Copy out every item below word for word, leaving out the pictures.

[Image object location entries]
###
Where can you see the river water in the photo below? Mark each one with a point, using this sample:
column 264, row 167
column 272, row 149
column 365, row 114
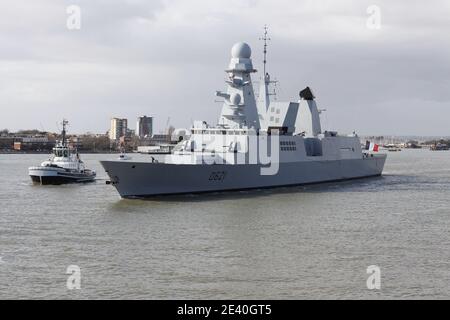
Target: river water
column 289, row 243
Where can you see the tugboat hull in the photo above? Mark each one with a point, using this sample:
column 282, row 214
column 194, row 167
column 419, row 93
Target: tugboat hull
column 56, row 176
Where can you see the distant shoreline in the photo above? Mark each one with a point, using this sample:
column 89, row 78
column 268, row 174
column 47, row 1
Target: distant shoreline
column 49, row 152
###
■ SOLUTION FOR THIS TASK
Where can you see the river water in the photo below? Mark each one with a point, using this sample:
column 264, row 167
column 272, row 149
column 365, row 114
Target: river water
column 289, row 243
Where can you see the tugboat hull in the photo above? Mark each one with a point, using this sample:
column 282, row 214
column 194, row 167
column 419, row 93
Target: tugboat hull
column 56, row 176
Where can you see the distant shoreline in the photo above? Mark each one with a point, using this sample:
column 89, row 78
column 268, row 174
column 47, row 1
Target: distant shoreline
column 49, row 152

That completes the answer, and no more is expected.